• **TASK DESCRIPTION**: Please reproduce every one of the lines below, word for word and without any changes.

* start *

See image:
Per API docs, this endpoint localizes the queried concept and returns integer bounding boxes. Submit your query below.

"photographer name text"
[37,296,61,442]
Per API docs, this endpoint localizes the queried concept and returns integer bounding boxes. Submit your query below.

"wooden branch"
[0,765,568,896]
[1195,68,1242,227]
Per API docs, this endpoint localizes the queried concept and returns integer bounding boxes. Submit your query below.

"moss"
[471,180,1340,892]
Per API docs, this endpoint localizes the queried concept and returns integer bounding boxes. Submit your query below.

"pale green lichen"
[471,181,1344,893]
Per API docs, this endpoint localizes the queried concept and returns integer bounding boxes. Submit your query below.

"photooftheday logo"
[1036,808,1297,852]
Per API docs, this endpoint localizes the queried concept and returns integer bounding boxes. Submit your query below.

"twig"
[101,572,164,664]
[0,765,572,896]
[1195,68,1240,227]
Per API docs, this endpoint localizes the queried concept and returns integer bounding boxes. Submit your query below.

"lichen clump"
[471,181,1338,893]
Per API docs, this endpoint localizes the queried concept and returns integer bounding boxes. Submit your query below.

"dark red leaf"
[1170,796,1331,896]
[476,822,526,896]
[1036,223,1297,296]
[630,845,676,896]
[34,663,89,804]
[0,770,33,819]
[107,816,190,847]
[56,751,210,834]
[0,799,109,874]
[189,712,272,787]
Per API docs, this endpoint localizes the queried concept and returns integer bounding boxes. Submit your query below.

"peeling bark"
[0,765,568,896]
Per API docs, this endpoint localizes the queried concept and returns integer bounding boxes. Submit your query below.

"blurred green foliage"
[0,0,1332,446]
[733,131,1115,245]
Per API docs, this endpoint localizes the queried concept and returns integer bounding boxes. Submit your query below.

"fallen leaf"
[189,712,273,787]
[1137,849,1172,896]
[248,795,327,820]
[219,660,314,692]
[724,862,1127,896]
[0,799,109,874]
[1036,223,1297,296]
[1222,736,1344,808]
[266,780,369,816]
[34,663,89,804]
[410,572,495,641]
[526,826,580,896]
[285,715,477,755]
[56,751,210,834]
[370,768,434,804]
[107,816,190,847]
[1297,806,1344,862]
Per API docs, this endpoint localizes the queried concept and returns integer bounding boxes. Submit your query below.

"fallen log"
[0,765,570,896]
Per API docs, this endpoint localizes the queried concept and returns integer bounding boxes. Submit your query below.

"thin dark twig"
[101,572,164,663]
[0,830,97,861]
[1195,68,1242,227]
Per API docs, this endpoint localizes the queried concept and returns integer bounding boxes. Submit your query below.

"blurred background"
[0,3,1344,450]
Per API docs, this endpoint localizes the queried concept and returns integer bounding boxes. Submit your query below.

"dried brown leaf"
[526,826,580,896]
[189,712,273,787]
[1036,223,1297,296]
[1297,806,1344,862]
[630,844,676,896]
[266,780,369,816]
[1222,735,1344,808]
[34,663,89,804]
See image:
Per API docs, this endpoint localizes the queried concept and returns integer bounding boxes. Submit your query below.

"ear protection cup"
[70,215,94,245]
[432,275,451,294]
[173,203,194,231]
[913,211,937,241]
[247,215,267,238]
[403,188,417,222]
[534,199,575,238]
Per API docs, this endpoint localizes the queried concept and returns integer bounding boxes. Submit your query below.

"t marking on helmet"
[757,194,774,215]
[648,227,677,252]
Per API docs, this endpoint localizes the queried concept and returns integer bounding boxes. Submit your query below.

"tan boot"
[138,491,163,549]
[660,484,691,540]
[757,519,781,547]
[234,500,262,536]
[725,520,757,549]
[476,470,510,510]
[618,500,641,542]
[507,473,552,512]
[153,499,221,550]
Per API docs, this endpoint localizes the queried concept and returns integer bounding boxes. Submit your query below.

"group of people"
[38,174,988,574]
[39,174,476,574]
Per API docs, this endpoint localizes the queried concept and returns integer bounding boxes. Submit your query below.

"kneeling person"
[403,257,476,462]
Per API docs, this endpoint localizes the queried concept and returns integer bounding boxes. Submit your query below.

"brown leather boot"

* end *

• **OUTPUT**:
See image:
Per API docs, this endpoint localizes the queried concept and returns integer bounding boxes. Submit your query below.

"photographer name text"
[37,296,61,442]
Per API docs, this endpoint localizes the queried concept and returns integer bounding boxes. Submit your query below.

"wooden branch"
[0,765,568,896]
[1195,68,1242,227]
Per API docs, this endpoint localizes the queried concept and returns integer bounding boxes. Submit your query below.

"moss"
[471,180,1340,892]
Per API docs, this endpoint localizes the queried concept and returns integer bounding boxes. Submit your query below.

"pale green lichen"
[471,181,1344,893]
Per API docs, this endpoint localizes the queried concept and returns integer bounding boxes. Submit your query below.

"photooftheday logo"
[1036,808,1297,852]
Per API docs, this endpoint localizes the queried concept and returns integer bounding boxes. Submit your query below.

"twig"
[101,572,164,664]
[0,765,572,896]
[1195,68,1240,227]
Per API docs, this endpoint localizes the queried concept and returns integer bounding boxes. Submit your query below.

"lichen clump"
[471,181,1338,893]
Per API docs, this endpoint localizes the queried concept and returns integer bounding boxes. Submit your query below.

"dark red leaf"
[1170,796,1331,896]
[476,822,526,896]
[1036,223,1297,296]
[630,845,676,896]
[34,663,89,804]
[0,770,33,819]
[107,816,190,847]
[56,751,210,834]
[0,799,109,874]
[189,712,272,787]
Per API docs, this endpoint localizes the queried concept and returns integer bounding boxes. Submit your query below.

"peeling bark"
[0,765,568,896]
Per API docs, this endpoint localizes the queried concept and returns integer bounding boxes. Submit your query below.

"blurred green foliage"
[0,0,1332,446]
[733,131,1115,245]
Per API docs, this endpoint localizes the queried concept and returns integer bounding boxes. Submit your query below.

"fallen leaf"
[189,712,273,787]
[1137,849,1172,896]
[248,795,327,820]
[219,660,314,692]
[724,862,1127,896]
[0,799,109,874]
[1036,223,1297,296]
[1222,736,1344,808]
[266,780,369,816]
[34,663,89,804]
[410,572,495,641]
[526,826,580,896]
[285,715,477,755]
[56,751,210,834]
[370,768,434,804]
[107,816,190,847]
[1297,806,1344,862]
Per API docs, this endpoint localizes the queried concept and returns integer bounding boxes. Submit your query below.

"fallen log"
[0,765,570,896]
Per API docs, this endpoint localizes the queried concept and returns integer bounding boxes. Submit your query below.

"thin dark twig"
[101,572,164,663]
[0,830,97,861]
[1195,68,1242,227]
Per API docs, this endpoint localizes the queried concept and returns integer bounding boxes. Submit your query below.

"blurred background"
[0,3,1344,450]
Per API docs, this endpoint localizes the queried concept and returns integer bounding boxes. Submit your query below.

"dried brown leaf"
[526,826,580,896]
[189,712,273,787]
[1036,223,1297,296]
[1297,806,1344,862]
[630,844,676,896]
[266,780,369,816]
[1222,735,1344,808]
[34,663,89,804]
See image:
Per API docs, this endpoint localizes the queried concept and returns integer bounding boxes. Submit your query below.

"ear protection cup"
[70,215,94,245]
[432,275,451,294]
[173,203,194,231]
[913,211,937,241]
[247,215,267,238]
[403,188,417,222]
[534,199,575,238]
Per API docs, this endpoint localizes the queried concept and returns integer bounding boxes. Submit your query below.

"t marking on helmet"
[757,194,774,215]
[648,227,677,252]
Per API docs, this endpoint localizes the queried concept and returns integer bounding boxes. Submit your query below.

"tan boot"
[138,491,163,549]
[660,484,691,540]
[757,519,781,547]
[234,500,262,536]
[725,520,757,549]
[476,470,510,510]
[618,500,641,542]
[507,473,552,512]
[153,499,221,550]
Per API docs, this endpoint localizes the queried concept and returns integer bounding boxes. Submit your query below.

"group of people"
[38,174,988,574]
[39,174,476,574]
Per API docs, this endpoint localizes the queried concept and returns integer bounding boxes. Submit your query below.

"kneeling person"
[403,257,476,462]
Per API docs, this endpoint localizes the queried concept and returns integer bounding boxes. Submit your query below.

"brown leather boot"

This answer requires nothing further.